> _TASK TO COMPLETE_
Each entry must appear again exactly as it does in the source.

— start of GIVEN DATA —

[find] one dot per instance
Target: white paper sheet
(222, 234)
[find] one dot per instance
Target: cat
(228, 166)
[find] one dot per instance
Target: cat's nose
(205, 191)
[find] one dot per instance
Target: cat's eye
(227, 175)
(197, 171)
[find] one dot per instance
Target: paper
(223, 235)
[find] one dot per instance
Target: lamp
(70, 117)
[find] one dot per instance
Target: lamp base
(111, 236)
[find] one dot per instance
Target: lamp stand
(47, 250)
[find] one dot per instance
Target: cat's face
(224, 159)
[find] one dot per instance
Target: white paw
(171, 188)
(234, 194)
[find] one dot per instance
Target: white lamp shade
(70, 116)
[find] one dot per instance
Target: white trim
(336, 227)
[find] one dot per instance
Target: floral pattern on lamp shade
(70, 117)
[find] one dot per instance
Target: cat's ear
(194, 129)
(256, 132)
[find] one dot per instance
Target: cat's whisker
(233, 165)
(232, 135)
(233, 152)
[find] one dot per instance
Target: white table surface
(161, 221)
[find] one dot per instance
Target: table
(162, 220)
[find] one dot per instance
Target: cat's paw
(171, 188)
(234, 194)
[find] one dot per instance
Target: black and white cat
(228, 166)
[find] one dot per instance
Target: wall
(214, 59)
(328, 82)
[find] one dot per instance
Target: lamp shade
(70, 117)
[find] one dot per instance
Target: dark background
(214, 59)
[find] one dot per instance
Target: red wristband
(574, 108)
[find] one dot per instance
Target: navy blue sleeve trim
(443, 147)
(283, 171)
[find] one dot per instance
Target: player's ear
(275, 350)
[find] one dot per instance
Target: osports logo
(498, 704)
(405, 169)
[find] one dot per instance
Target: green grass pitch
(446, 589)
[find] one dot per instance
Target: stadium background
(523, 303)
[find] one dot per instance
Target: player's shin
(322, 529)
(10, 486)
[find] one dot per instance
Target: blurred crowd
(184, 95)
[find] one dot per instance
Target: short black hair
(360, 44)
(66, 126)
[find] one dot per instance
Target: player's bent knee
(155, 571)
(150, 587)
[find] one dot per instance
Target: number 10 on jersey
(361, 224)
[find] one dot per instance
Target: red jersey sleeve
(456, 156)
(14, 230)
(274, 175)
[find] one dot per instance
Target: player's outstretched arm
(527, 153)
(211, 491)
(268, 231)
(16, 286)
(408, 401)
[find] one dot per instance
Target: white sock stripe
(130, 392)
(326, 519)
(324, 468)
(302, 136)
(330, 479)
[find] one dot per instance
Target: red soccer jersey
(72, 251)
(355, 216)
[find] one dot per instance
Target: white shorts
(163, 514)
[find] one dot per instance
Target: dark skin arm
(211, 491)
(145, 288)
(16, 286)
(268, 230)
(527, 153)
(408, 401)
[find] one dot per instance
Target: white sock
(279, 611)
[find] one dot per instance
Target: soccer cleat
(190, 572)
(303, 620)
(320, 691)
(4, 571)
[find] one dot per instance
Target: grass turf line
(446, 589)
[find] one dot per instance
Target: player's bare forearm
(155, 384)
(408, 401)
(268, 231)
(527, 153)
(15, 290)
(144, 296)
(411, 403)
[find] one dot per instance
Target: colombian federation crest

— end of GIVEN DATA —

> _ANSWER_
[find] one dot per instance
Target: white paper sheet
(222, 234)
[find] one dot per instance
Target: cat
(228, 166)
[find] one dot per instance
Target: cat's nose
(205, 191)
[find] one dot per instance
Target: cat's eye
(227, 175)
(197, 171)
[find] one dot per instance
Target: paper
(223, 235)
[find] one dot per instance
Target: lamp
(70, 117)
[find] one dot per instance
Target: lamp base
(111, 236)
[find] one dot per instance
Target: lamp stand
(47, 250)
[find] one dot per instance
Target: cat's face
(224, 159)
[find] one dot per instance
Target: white paw
(171, 188)
(234, 194)
[find] one dot per instance
Target: white lamp shade
(70, 116)
[find] one dot per instance
Target: white trim
(336, 227)
[find] one dot per instance
Target: floral pattern on lamp shade
(70, 117)
[find] one dot per instance
Target: cat's ear
(194, 129)
(256, 132)
[find] one dot per instance
Target: cat's whisker
(233, 165)
(232, 135)
(233, 152)
[find] one dot per instance
Target: white table surface
(161, 221)
[find] one dot per instance
Target: table
(162, 220)
[find] one dot per instance
Target: cat's paw
(171, 188)
(234, 194)
[find] one dot per instance
Target: black and white cat
(228, 166)
[find] one dot per instance
Target: wall
(214, 59)
(328, 82)
[find] one dot per instance
Target: lamp shade
(70, 117)
[find] one dot per instance
Target: dark background
(214, 59)
[find] one dot per instance
Target: red wristband
(574, 108)
[find] one dot per instance
Target: navy blue sleeve trim
(443, 147)
(283, 171)
[find] one dot per instance
Target: player's ear
(275, 350)
[find] one dot per instance
Target: osports logo
(498, 704)
(405, 169)
[find] one dot per instance
Target: green grass pitch
(446, 589)
[find] one dot per instance
Target: stadium background
(523, 303)
[find] one dot per instance
Target: player's shin
(322, 529)
(10, 486)
[find] one dot per instance
Target: blurred crowd
(184, 95)
[find] one dot per instance
Target: short black hair
(360, 44)
(66, 126)
[find] one dot per instance
Target: player's bent knee
(155, 571)
(150, 587)
[find] one dot per instance
Target: number 10 on jersey
(361, 224)
[find] one dot per instance
Target: red jersey sleeve
(456, 156)
(14, 230)
(274, 175)
[find] one dot per instance
Target: player's outstretched arm
(527, 153)
(211, 491)
(268, 231)
(16, 286)
(408, 401)
[find] one dot per instance
Target: white sock stripe
(130, 392)
(326, 519)
(324, 468)
(302, 136)
(330, 479)
[find] one dot per instance
Target: red soccer jersey
(72, 251)
(355, 216)
[find] one dot per instance
Target: white shorts
(163, 514)
[find] one dot per instance
Target: dark skin arm
(211, 491)
(145, 288)
(16, 286)
(268, 230)
(527, 153)
(408, 401)
[find] one dot per instance
Target: white sock
(279, 611)
[find] one dot per instance
Target: soccer cleat
(190, 572)
(303, 620)
(320, 691)
(4, 571)
[find] one dot per instance
Target: grass turf line
(446, 589)
[find] one dot per instance
Target: player's bare forearm
(155, 384)
(408, 401)
(268, 231)
(527, 153)
(15, 290)
(144, 296)
(411, 403)
[find] one dot per instance
Target: colombian federation crest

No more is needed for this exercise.